(Gegenwind 293, Februar 2013)


Parteien

CDU Schleswig-Holstein taumelt

Relativ unglücklich verliefen die letzten Monate für die CDU Schleswig-Holstein. Jahrelang wurde Christian von Boetticher von der Führung als Nachfolger von Peter Harry Carstensen aufgebaut. Wenige Monate vor der Wahl wurden Details seines Privatlebens, die Beziehung zu einer 17-jährigen jungen Frau, bekannt. Verboten ist das nicht, aber in der CDU gilt es als unmöglich, er musste gehen. Die Nachfolge übernahm Jost de Jager.

Auch der ist nun Geschichte. Bei der Landtagswahl scheiterte er. Als „zu spät nominierter” hatte er keinen Wahlkreis, die neue Fraktion bestand aber nur aus den direkt gewählten Kandidaten. Mehr Stimmen, um auch Kandidaten von der Liste in den Landtag einziehen zu lassen, gab's nicht.

In anderen Parteien ist das kein Problem. Der SSW-Landesvorsitzende saß jahrelang „nur” in Kreistag, bei den Grünen ist sogar die Trennung von Parteiamt und Landtagsmandat vorgeschrieben. Die jetzige Abgeordnete Eka von Kalben musste nach der Landtagswahl vom Landesvorsitz zurücktreten, weil sie Abgeordnete wurde.

==============================

→ **Aufgabenstellung**
**1.** Schreiben Sie aus dem Quellenauszug über die CDU Schleswig-Holstein den Abschnitt von „Relativ unglücklich verliefen“ bis „lassen, gab's nicht.“ wortgetreu ab.
**2.** Beantworten Sie anhand des Quellenauszugs über die CDU Schleswig-Holstein diese Fragen:
(a) Wer übernahm die Nachfolge von Christian von Boetticher?
(b) Aus welchen Kandidaten bestand die neue CDU-Fraktion?
(c) Warum musste Eka von Kalben vom Landesvorsitz zurücktreten?
Die Datensätze stammen aus einer anderen Quelle.

Zeilen aus einem Zeige-Datensatz:

==============================

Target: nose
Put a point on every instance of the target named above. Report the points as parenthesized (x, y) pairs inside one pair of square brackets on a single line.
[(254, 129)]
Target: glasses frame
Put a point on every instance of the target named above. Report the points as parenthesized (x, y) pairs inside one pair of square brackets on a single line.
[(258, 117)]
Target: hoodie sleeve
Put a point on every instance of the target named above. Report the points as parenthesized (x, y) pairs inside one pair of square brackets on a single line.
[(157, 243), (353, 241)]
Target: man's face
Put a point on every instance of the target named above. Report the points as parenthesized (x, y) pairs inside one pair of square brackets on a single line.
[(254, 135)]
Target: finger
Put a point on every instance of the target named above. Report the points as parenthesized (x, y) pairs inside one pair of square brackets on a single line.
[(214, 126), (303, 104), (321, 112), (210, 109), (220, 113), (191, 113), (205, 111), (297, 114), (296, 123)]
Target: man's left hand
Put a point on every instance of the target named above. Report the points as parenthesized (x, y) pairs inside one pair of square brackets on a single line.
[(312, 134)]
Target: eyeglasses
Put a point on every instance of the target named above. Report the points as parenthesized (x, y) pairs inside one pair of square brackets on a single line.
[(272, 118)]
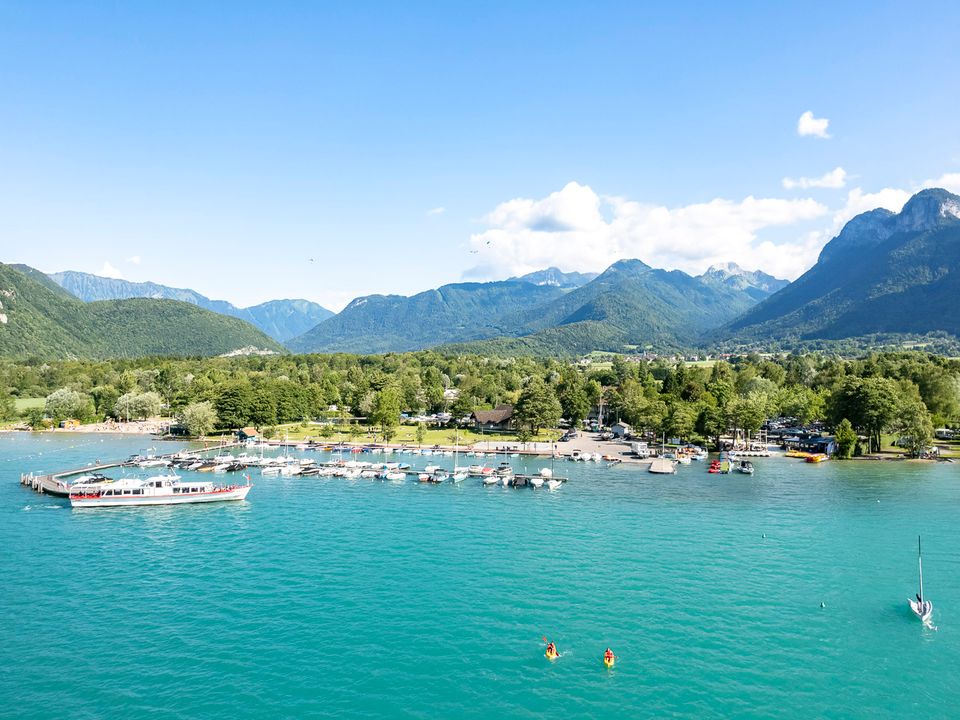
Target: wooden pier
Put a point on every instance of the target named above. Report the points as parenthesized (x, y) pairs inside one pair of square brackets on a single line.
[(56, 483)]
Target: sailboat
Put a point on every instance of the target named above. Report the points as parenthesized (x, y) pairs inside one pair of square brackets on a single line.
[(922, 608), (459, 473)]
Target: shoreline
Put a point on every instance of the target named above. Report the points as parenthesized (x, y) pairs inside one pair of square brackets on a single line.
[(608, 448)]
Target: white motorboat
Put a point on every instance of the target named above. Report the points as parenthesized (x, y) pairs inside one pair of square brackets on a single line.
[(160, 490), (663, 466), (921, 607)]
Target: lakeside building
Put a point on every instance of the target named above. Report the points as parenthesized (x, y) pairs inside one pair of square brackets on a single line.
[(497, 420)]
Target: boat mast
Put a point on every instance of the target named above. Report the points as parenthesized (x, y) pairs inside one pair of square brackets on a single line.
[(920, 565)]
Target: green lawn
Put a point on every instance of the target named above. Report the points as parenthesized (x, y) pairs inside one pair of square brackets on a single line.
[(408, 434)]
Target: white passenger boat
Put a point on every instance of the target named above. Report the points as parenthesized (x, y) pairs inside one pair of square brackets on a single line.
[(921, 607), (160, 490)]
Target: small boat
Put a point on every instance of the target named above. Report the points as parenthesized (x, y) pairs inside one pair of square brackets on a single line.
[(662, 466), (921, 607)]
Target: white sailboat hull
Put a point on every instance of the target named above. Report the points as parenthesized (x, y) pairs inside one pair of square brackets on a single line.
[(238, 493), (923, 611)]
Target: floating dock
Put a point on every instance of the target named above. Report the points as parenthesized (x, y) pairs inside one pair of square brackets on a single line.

==============================

→ **Die Ergebnisse**
**1.**
Relativ unglücklich verliefen die letzten Monate für die CDU Schleswig-Holstein. Jahrelang wurde Christian von Boetticher von der Führung als Nachfolger von Peter Harry Carstensen aufgebaut. Wenige Monate vor der Wahl wurden Details seines Privatlebens, die Beziehung zu einer 17-jährigen jungen Frau, bekannt. Verboten ist das nicht, aber in der CDU gilt es als unmöglich, er musste gehen. Die Nachfolge übernahm Jost de Jager.

Auch der ist nun Geschichte. Bei der Landtagswahl scheiterte er. Als „zu spät nominierter” hatte er keinen Wahlkreis, die neue Fraktion bestand aber nur aus den direkt gewählten Kandidaten. Mehr Stimmen, um auch Kandidaten von der Liste in den Landtag einziehen zu lassen, gab's nicht.

**2.**
(a) Jost de Jager
(b) Nur aus den direkt gewählten Kandidaten
(c) Weil sie Abgeordnete wurde